Passage to read -

--- --- ---

Queries On Array with disappearing and reappearing elements

Given an array arr[] of size N. Each second an integer disappears for N seconds and after N seconds, it reappears at its original position. Integer disappear in the order from left to right arr[0], arr[1], …, arr[N – 1]. After all the integers disappear, they start reappearing until all integers reappear. Once N elements appear again, the process starts again.
Now given Q queries each consisting of two integers t and M. The task is to determine the Mth element from the left at tth second. If the array does not exist till M then print -1.

--- --- ---

Given instruction A - Which single letters does the array-queries problem use to stand for numbers?
Given instruction B - Write what comes next in the array-queries problem, beginning right after its final sentence.

--- --- ---

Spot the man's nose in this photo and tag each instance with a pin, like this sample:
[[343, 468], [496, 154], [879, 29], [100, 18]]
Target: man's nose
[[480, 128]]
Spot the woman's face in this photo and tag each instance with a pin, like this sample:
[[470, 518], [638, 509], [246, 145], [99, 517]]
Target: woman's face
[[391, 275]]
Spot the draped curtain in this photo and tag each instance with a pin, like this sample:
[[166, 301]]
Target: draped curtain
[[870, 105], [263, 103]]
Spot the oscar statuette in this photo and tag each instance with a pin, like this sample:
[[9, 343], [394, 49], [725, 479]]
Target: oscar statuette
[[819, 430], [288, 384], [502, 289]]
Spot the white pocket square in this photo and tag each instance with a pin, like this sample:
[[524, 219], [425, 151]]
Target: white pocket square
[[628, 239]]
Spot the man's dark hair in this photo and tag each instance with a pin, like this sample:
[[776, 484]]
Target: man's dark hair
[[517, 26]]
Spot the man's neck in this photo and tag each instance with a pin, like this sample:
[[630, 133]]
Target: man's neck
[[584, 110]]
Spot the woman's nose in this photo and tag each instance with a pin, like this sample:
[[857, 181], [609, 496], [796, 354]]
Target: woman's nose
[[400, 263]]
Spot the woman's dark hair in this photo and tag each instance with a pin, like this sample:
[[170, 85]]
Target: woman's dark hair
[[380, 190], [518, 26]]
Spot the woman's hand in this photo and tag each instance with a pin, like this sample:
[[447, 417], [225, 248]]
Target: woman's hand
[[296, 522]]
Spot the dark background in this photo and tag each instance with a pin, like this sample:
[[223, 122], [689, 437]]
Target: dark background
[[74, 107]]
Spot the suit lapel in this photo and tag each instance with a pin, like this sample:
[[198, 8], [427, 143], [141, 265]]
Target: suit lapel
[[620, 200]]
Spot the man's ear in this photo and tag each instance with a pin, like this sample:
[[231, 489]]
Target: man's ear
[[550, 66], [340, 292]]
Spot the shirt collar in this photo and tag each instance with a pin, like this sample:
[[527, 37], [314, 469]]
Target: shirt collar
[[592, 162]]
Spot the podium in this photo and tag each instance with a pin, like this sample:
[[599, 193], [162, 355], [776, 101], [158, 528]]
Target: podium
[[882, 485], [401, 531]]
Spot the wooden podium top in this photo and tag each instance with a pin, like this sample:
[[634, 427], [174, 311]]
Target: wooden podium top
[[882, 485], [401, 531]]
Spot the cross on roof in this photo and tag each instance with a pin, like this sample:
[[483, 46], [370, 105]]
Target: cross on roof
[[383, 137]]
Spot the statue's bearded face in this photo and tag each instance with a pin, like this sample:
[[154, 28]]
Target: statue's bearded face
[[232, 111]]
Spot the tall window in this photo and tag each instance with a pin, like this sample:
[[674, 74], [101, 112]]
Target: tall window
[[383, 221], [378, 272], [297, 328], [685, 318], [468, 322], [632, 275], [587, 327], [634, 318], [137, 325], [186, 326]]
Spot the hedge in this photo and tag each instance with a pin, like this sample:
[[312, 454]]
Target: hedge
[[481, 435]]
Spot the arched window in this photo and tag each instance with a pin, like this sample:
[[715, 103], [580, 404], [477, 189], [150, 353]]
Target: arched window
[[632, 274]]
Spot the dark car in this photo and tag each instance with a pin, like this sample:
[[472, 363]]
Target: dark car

--- --- ---

Exercise result A - N, Q, t, M

Exercise result B -
Examples:

Input: arr[] = {1, 2, 3, 4, 5}, Q = {{1, 4}, {6, 1}, {3, 5}}
Output:
5
1
-1
At time,
t1 -> {2, 3, 4, 5}
t2 -> {3, 4, 5}
t3 -> {4, 5}
t4 -> {5}
t5 -> {}
t6 -> {1}

Input: arr[] = {5, 4, 3, 4, 5}, Q = {{2, 3}, {100000000, 2}}
Output:
5
4

Approach: The main approach is that it is required to check whether the array is empty or full and it can be seen by dividing the number of turns with the size of the array. If the remainder is 0 then it can be either one of the cases ( empty or fill ).
By observation, it is seen that in the odd turn the array is reducing and in the even turns the array is expanding and using this observation it will be checked that M is out of the index or inside the array.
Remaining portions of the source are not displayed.